Excerpts of location labeling data
Start

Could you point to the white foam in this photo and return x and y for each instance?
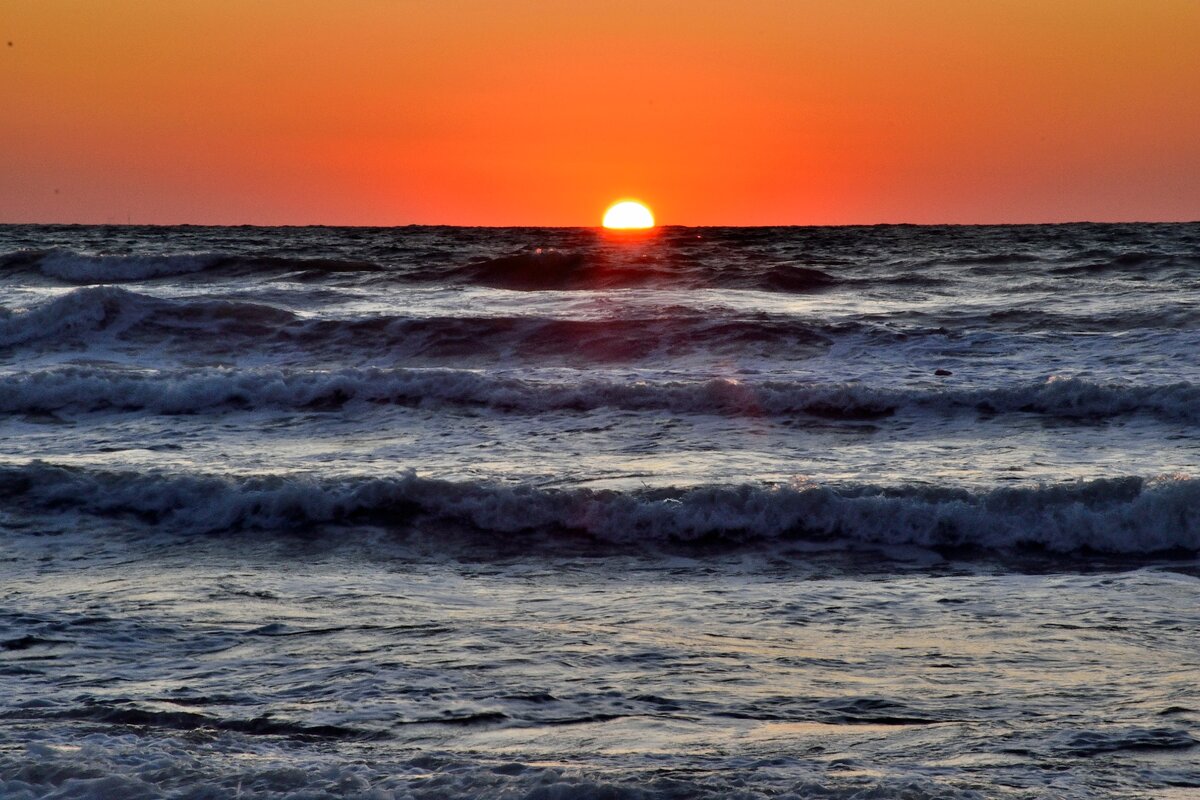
(1128, 515)
(85, 389)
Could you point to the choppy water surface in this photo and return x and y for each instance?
(855, 512)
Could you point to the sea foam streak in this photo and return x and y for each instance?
(195, 391)
(1128, 515)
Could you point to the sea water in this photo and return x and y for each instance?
(700, 512)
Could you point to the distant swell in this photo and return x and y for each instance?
(574, 270)
(93, 269)
(193, 391)
(1128, 515)
(72, 317)
(525, 271)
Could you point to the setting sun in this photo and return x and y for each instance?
(628, 214)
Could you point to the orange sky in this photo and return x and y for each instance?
(539, 112)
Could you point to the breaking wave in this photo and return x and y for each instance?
(1126, 515)
(195, 391)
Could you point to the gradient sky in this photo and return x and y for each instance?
(540, 112)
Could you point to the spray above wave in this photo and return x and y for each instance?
(193, 391)
(1128, 515)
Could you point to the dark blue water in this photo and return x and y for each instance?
(838, 512)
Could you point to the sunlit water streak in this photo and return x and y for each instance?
(545, 512)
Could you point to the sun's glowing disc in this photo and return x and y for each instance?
(628, 215)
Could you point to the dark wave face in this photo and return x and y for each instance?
(768, 259)
(546, 513)
(924, 361)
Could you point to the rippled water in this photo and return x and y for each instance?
(856, 512)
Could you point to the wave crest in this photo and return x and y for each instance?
(1126, 515)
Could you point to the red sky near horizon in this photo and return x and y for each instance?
(540, 112)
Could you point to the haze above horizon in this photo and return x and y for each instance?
(378, 113)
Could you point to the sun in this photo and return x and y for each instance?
(628, 215)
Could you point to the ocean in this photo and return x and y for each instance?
(545, 513)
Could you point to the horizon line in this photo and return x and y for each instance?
(600, 228)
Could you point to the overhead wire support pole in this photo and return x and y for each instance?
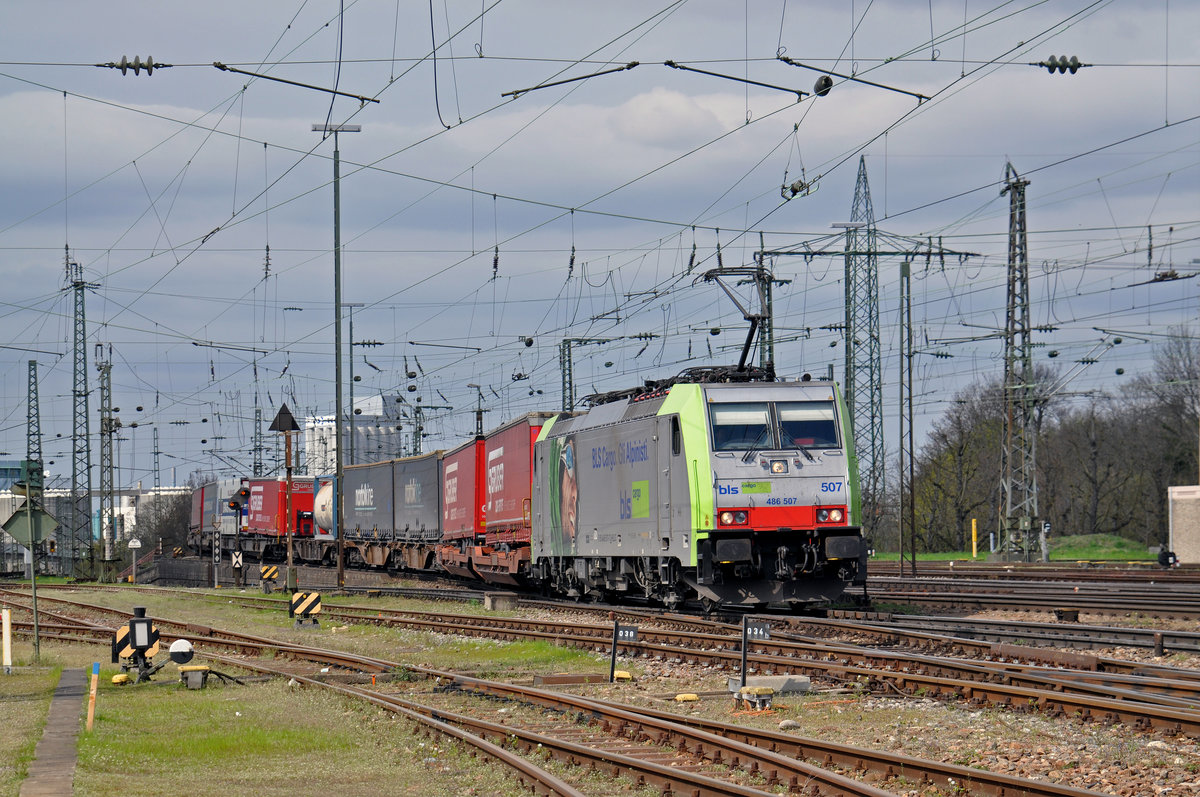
(339, 407)
(351, 306)
(907, 497)
(567, 365)
(81, 437)
(1019, 479)
(33, 466)
(108, 425)
(863, 376)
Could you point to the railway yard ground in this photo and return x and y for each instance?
(277, 735)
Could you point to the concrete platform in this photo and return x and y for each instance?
(781, 684)
(52, 772)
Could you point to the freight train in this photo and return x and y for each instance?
(720, 486)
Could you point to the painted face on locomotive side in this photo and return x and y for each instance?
(570, 491)
(564, 493)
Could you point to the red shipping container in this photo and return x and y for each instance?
(268, 507)
(462, 497)
(509, 467)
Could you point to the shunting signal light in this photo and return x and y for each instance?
(1062, 64)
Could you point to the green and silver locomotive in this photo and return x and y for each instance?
(719, 485)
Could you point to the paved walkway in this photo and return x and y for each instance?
(52, 772)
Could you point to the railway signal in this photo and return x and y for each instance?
(136, 643)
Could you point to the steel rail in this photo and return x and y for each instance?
(954, 777)
(885, 763)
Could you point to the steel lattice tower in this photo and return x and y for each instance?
(81, 436)
(864, 370)
(33, 419)
(1019, 479)
(107, 430)
(257, 467)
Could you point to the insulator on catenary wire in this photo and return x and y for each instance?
(137, 65)
(1061, 64)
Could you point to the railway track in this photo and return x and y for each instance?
(611, 738)
(1081, 570)
(1162, 600)
(1145, 697)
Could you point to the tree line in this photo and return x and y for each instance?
(1104, 461)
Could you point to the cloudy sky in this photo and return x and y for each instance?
(198, 202)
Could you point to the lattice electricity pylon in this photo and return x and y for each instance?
(81, 437)
(1019, 475)
(108, 425)
(33, 420)
(567, 365)
(257, 467)
(863, 379)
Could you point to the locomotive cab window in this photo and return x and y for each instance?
(808, 424)
(741, 426)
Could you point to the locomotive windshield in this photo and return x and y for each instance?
(807, 424)
(743, 426)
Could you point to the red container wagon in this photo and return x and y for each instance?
(498, 550)
(462, 507)
(209, 511)
(267, 514)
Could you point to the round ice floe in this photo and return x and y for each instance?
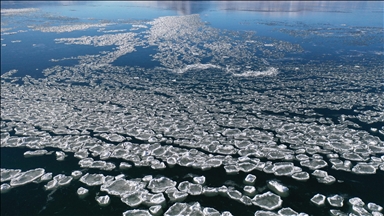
(199, 179)
(231, 169)
(82, 192)
(336, 200)
(268, 200)
(51, 185)
(363, 168)
(278, 188)
(133, 199)
(250, 179)
(137, 212)
(27, 177)
(119, 187)
(8, 174)
(210, 191)
(249, 190)
(124, 166)
(156, 210)
(159, 185)
(35, 153)
(326, 180)
(301, 176)
(4, 188)
(265, 213)
(287, 212)
(93, 179)
(314, 164)
(76, 174)
(318, 199)
(374, 207)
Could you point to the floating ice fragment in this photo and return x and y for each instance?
(93, 179)
(27, 177)
(76, 174)
(268, 200)
(137, 212)
(363, 168)
(249, 190)
(336, 200)
(278, 188)
(156, 210)
(199, 179)
(8, 174)
(4, 188)
(35, 153)
(301, 176)
(318, 199)
(161, 184)
(82, 192)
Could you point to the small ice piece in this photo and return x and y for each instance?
(27, 177)
(4, 188)
(250, 179)
(336, 200)
(318, 199)
(124, 166)
(356, 201)
(231, 169)
(35, 153)
(82, 192)
(60, 156)
(199, 179)
(363, 168)
(159, 185)
(195, 189)
(46, 177)
(314, 163)
(268, 200)
(51, 185)
(335, 212)
(301, 176)
(93, 179)
(177, 196)
(234, 194)
(156, 210)
(265, 213)
(287, 212)
(208, 211)
(278, 188)
(210, 191)
(8, 174)
(156, 199)
(133, 199)
(249, 190)
(327, 180)
(76, 174)
(137, 212)
(360, 210)
(374, 207)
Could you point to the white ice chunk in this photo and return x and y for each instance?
(336, 200)
(268, 200)
(278, 188)
(318, 199)
(93, 179)
(27, 177)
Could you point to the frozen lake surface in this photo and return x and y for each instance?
(192, 108)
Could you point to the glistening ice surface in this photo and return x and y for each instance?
(192, 108)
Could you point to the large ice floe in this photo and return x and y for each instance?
(220, 120)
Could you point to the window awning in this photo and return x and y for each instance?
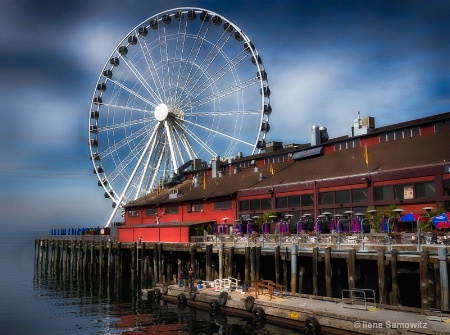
(317, 151)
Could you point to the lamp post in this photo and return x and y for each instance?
(338, 223)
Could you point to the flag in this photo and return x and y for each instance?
(366, 154)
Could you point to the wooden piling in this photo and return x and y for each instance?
(381, 276)
(423, 273)
(328, 272)
(277, 264)
(315, 256)
(351, 262)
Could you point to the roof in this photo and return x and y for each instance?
(399, 154)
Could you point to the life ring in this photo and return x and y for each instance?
(259, 314)
(165, 289)
(181, 300)
(312, 326)
(214, 306)
(248, 303)
(157, 294)
(192, 293)
(223, 297)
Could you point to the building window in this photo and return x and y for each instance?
(425, 190)
(151, 211)
(360, 195)
(281, 202)
(326, 198)
(172, 210)
(384, 193)
(133, 214)
(447, 187)
(244, 205)
(342, 197)
(226, 204)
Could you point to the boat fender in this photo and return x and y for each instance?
(157, 293)
(223, 297)
(312, 325)
(248, 303)
(181, 299)
(214, 306)
(165, 289)
(192, 293)
(259, 314)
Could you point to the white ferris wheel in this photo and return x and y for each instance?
(184, 84)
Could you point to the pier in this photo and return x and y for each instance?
(314, 272)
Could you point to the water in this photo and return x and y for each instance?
(33, 301)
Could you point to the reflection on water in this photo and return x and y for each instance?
(94, 304)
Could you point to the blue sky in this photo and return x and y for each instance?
(326, 60)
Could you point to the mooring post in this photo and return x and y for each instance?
(381, 276)
(394, 292)
(351, 261)
(252, 263)
(247, 264)
(209, 262)
(328, 272)
(258, 263)
(220, 260)
(230, 264)
(423, 268)
(315, 256)
(443, 267)
(294, 273)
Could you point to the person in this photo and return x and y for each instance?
(191, 278)
(180, 278)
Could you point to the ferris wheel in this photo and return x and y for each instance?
(184, 84)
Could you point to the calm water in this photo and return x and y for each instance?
(33, 301)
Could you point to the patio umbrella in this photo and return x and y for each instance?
(299, 225)
(317, 228)
(441, 221)
(332, 225)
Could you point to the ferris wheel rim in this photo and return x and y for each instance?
(262, 82)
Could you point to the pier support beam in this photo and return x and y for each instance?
(351, 262)
(294, 273)
(381, 277)
(277, 264)
(315, 254)
(328, 272)
(423, 268)
(443, 268)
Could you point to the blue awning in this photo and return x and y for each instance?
(317, 151)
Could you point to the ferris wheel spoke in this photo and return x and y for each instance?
(145, 169)
(218, 132)
(199, 141)
(128, 108)
(152, 69)
(179, 51)
(213, 79)
(116, 146)
(224, 113)
(193, 54)
(221, 94)
(126, 124)
(143, 82)
(207, 62)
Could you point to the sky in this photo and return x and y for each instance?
(325, 60)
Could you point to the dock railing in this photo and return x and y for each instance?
(359, 298)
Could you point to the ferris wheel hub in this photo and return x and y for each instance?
(161, 112)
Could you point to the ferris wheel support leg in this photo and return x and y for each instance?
(119, 202)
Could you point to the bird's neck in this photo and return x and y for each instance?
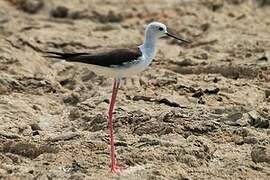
(149, 45)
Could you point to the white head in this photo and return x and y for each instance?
(158, 30)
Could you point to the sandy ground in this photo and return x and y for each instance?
(201, 111)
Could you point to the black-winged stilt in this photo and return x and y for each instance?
(120, 63)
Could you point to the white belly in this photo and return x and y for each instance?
(121, 71)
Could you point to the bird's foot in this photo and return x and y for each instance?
(115, 169)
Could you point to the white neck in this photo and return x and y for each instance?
(148, 47)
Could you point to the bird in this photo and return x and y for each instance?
(120, 63)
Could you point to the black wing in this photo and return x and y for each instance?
(116, 57)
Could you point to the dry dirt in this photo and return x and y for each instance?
(200, 111)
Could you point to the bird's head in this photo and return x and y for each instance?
(160, 30)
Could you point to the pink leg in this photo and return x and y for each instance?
(114, 167)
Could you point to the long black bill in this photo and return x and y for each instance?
(186, 41)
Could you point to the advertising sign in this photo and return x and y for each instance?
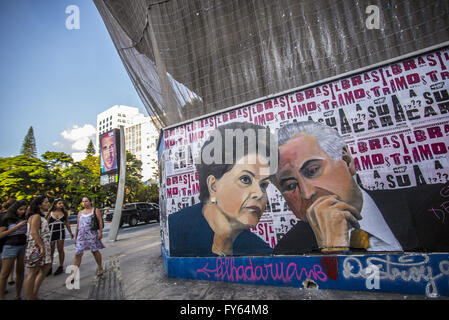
(109, 151)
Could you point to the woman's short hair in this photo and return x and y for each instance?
(53, 207)
(232, 141)
(328, 138)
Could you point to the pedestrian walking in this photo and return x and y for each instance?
(3, 212)
(87, 237)
(13, 229)
(38, 253)
(58, 221)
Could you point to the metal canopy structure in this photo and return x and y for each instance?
(189, 58)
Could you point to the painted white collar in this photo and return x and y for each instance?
(374, 223)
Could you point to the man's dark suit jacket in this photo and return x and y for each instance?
(408, 212)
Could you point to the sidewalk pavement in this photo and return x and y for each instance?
(134, 270)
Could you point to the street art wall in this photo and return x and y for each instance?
(362, 164)
(348, 168)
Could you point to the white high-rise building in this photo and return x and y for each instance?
(141, 136)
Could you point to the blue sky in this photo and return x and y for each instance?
(56, 79)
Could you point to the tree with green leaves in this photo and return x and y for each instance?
(29, 144)
(23, 177)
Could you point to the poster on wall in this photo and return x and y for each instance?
(359, 164)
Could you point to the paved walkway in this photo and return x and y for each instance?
(134, 270)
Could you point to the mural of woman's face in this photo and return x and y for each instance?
(21, 211)
(241, 192)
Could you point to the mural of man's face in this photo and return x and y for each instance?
(108, 152)
(306, 173)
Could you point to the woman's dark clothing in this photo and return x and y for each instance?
(57, 227)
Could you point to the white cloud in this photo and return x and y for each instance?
(79, 137)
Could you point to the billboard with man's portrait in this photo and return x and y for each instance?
(109, 151)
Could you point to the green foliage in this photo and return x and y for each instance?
(58, 176)
(29, 144)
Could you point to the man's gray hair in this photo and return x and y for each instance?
(328, 138)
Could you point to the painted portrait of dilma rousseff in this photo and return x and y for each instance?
(233, 196)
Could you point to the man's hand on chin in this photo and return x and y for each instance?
(331, 219)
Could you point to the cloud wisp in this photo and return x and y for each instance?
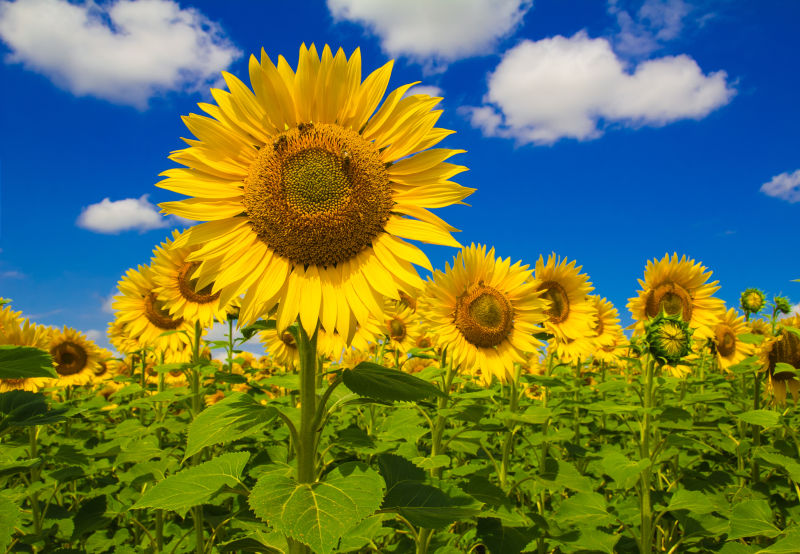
(123, 51)
(434, 33)
(785, 186)
(112, 217)
(573, 87)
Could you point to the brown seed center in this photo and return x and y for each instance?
(157, 315)
(484, 316)
(70, 358)
(671, 298)
(318, 195)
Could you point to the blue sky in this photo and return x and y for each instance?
(608, 132)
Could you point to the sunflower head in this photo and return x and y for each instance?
(308, 185)
(782, 304)
(752, 300)
(669, 338)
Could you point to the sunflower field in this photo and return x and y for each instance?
(494, 406)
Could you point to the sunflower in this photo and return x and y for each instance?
(677, 286)
(570, 315)
(176, 286)
(75, 357)
(783, 348)
(144, 318)
(16, 331)
(308, 192)
(485, 312)
(729, 349)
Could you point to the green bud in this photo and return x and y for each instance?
(669, 338)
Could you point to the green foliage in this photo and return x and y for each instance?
(318, 514)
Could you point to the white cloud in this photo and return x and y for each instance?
(785, 186)
(440, 30)
(122, 215)
(643, 32)
(430, 90)
(561, 87)
(124, 51)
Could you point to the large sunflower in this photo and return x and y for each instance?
(16, 331)
(75, 357)
(176, 286)
(570, 315)
(144, 318)
(730, 350)
(677, 286)
(485, 312)
(308, 192)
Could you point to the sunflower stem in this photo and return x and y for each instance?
(646, 539)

End

Repeat only the stretch of lines that begins at the line containing "Could you point to the sunflower in" and ends at the last line above, both included.

Could you point to the sunflower in this photo and return x and y for each instance?
(677, 286)
(570, 315)
(176, 286)
(75, 357)
(783, 348)
(144, 318)
(16, 331)
(308, 192)
(485, 312)
(729, 349)
Could you point to the green bud in this photo and return x and y for each instance?
(669, 338)
Could you point to the green foliage in this photo and return x and y for each instance?
(318, 514)
Could you point to the white cloud in this photo and return x and y for each instance?
(785, 186)
(440, 30)
(122, 215)
(643, 32)
(430, 90)
(561, 87)
(124, 51)
Could you point to the large sunflower in this photo and return x and y for each instance?
(16, 331)
(75, 357)
(176, 286)
(570, 315)
(144, 318)
(730, 350)
(677, 286)
(485, 312)
(308, 192)
Could you point to the sunflower stem in this photo and return x and y for each instance?
(646, 539)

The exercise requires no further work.